• Activity
Give back every line of the material below that has the string "instance".

• Records provided
::::

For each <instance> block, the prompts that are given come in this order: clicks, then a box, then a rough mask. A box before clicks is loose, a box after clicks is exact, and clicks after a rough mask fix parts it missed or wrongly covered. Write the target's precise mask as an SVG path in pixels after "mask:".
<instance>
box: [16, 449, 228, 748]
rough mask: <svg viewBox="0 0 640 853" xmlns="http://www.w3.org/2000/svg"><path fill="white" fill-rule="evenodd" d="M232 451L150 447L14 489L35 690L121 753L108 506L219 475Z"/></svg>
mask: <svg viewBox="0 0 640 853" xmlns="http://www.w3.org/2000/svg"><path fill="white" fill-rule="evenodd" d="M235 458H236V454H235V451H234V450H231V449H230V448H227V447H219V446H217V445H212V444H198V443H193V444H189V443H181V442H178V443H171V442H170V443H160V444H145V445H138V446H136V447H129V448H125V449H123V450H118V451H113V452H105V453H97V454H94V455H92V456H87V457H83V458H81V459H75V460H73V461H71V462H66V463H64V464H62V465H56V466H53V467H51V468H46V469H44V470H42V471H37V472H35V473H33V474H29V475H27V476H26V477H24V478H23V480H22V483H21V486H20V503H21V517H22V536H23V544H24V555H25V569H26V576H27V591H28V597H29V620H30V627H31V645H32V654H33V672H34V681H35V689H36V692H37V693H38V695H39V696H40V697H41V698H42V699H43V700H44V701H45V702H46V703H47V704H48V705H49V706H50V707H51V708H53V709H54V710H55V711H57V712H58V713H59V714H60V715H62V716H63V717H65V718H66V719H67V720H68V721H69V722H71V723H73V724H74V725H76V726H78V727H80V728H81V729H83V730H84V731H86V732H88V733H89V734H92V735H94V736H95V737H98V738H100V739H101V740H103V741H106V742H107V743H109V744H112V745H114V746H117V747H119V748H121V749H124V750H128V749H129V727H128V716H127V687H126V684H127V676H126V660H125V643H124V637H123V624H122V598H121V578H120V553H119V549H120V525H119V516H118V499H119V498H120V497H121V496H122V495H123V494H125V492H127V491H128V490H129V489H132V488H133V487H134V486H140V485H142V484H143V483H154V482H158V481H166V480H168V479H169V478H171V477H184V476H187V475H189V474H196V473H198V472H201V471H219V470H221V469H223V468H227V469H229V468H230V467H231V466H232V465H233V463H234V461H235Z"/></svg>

::::

• Answer area
For each <instance> block, the prompts that are given come in this order: clicks, then a box, then a rough mask. A box before clicks is loose, a box after clicks is exact, and clicks after a rough mask fix parts it missed or wrongly covered. Write the target's precise mask as an SVG path in pixels after "mask:".
<instance>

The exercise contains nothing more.